QUESTIONS À TRAITER
A – Selon l'extrait sur le conseil scientifique face à la Covid-19, pourquoi le rôle du BCSC devient-il particulièrement important en contexte de crise nationale ? Répondez en une à trois phrases.
B – Reprenez l'extrait sur le conseil scientifique face à la Covid-19 à la suite de sa dernière phrase et poursuivez-le.

Le conseil scientifique en situation de crise : le cas de la Covid-19
En contexte de crise nationale le rôle du BCSC devient particulièrement important car l’ensemble du gouvernement et de ses ministères sont mobilisés. Notre intervenante a aussi rappelé que malgré la création du poste de conseiller/ère scientifique en chef, ces derniers continuent à recevoir des avis extérieurs. Et à plus forte raison durant la pandémie de Covid-19. Son rôle a donc été de coordonner, de départager les avis et d’intégrer ou encore d’agréger les divers éléments (les questions de santé avec les sujets plus sociétaux, par exemple). Il a été essentiel que l’ensemble des ministères soient informés des avis scientifiques touchant toutes les considérations liées à la situation.
Pour ce faire, la Conseillère scientifique en chef a mis sur pied un comité multidisciplinaire mêlant sciences de la santé mais aussi sciences sociales et sciences du risque ainsi que des comités et sous-comités spécialisés pour aborder des thèmes spécifiques. Ce sont plus de 200 experts bénévoles qui ont été mobilisés et de nombreux rapports qui ont été utiles au gouvernement (le Covid-19 et les enfants, le rôle des bioaérosols, les effets secondaires des vaccins sur le cœur, le syndrome post-covid…). La Dre Mona Nemer a elle-même participé à des comités ministériels d’experts (vaccins, immunité, thérapeutiques) et à des réunions ministérielles.

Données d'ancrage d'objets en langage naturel
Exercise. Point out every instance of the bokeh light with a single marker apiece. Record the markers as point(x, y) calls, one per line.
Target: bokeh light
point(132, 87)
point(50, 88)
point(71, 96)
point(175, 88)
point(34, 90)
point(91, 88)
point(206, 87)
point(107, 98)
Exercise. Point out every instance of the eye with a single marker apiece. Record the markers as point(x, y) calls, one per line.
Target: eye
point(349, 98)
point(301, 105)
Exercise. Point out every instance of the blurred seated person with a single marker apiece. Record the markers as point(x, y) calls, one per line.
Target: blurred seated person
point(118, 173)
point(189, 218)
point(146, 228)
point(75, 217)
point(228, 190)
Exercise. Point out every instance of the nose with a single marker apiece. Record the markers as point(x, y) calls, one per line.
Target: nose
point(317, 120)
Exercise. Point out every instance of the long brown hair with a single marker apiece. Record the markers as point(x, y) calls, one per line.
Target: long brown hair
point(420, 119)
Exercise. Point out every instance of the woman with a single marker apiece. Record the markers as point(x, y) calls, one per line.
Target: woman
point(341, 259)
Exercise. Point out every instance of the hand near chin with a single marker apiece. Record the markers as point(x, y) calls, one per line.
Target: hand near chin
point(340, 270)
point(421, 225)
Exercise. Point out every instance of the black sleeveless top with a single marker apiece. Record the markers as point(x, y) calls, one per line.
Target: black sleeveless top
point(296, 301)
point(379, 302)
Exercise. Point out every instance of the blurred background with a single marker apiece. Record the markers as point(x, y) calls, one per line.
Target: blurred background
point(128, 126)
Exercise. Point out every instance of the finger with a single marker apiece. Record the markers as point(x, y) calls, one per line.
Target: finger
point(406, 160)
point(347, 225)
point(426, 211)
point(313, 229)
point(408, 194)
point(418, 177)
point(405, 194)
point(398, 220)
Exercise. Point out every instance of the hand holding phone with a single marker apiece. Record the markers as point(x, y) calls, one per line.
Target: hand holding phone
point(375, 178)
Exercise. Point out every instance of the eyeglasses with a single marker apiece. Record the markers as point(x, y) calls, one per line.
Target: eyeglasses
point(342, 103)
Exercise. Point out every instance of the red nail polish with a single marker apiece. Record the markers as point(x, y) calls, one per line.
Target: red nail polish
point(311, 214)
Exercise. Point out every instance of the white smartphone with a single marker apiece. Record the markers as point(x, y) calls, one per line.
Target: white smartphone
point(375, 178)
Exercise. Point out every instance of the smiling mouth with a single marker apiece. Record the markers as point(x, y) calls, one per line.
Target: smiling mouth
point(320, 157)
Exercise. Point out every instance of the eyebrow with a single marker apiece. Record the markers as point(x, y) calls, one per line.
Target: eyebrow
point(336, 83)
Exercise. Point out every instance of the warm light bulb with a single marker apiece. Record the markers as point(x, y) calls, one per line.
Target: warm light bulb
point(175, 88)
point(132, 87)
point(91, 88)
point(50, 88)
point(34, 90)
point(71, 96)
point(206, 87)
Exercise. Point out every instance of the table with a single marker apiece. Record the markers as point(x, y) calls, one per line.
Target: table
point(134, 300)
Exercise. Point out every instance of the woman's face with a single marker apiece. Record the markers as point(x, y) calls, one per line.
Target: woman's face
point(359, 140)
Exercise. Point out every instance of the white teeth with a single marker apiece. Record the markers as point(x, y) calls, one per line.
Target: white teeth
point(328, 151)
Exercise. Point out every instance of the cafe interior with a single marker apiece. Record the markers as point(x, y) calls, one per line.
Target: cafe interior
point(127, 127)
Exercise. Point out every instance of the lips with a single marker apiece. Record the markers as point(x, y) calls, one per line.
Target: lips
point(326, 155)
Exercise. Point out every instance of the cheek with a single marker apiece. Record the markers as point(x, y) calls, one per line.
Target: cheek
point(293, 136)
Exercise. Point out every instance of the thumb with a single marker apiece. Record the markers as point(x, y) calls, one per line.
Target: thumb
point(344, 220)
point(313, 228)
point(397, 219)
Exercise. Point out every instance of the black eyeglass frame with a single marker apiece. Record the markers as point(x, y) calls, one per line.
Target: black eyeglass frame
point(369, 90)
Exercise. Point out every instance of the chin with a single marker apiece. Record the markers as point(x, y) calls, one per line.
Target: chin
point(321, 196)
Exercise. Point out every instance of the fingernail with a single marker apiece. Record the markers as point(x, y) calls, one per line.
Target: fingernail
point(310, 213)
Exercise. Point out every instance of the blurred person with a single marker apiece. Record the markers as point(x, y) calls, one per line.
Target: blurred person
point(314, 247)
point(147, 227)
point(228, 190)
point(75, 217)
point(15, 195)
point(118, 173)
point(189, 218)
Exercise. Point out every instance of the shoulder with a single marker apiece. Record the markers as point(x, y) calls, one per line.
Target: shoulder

RÉSULTATS DE L'EXERCICE
A – En contexte de crise nationale, le rôle du BCSC devient particulièrement important parce que l'ensemble du gouvernement et de ses ministères sont mobilisés.

B –
La conseillère scientifique en chef a particulièrement souligné le très grand travail de collaboration entre les experts eux-mêmes mais aussi entre scientifiques et membres du gouvernement. Cela a été non seulement une expérience formatrice pour tous mais aussi une période qui a renforcé la confiance : « jusque-là, la communauté scientifique était perçue plus comme un groupe d’intérêts qui demandait toujours plus de fonds, plus de moyens etc. Mais là il y a eu vraiment un travail d’équipe qui s’est fait et je crois que ça, c’est aussi très important. »
Coordination et perspectives pour le BCSC
La Dre Mona Nemer a insisté sur l’important travail de coordination horizontal de la science qui est mené. Cela passe notamment par une politique d’intégrité, mise en place dès 2018, pour une « recherche scientifique responsable » et qui a permis de définir les attentes et obligations du mandant, ici le gouvernement fédéral, mais aussi ceux des scientifiques eux-mêmes. Aussi, un atelier pour la science ouverte a permis l’élaboration d’une feuille de route en 2020. En outre, en 2024, le gouvernement a créé une plateforme web de dépôt de publications scientifiques pour les ministères à vocation scientifiques. Cette coordination est essentielle notamment car, pour informer la décision, la science doit pouvoir, en priorité, s’appuyer sur des données probantes disponibles. De nombreux forums et comités existent également comme le Comité de coordination de la recherche au Canada, la Communauté des sous-ministres des sciences et de la technologie etc.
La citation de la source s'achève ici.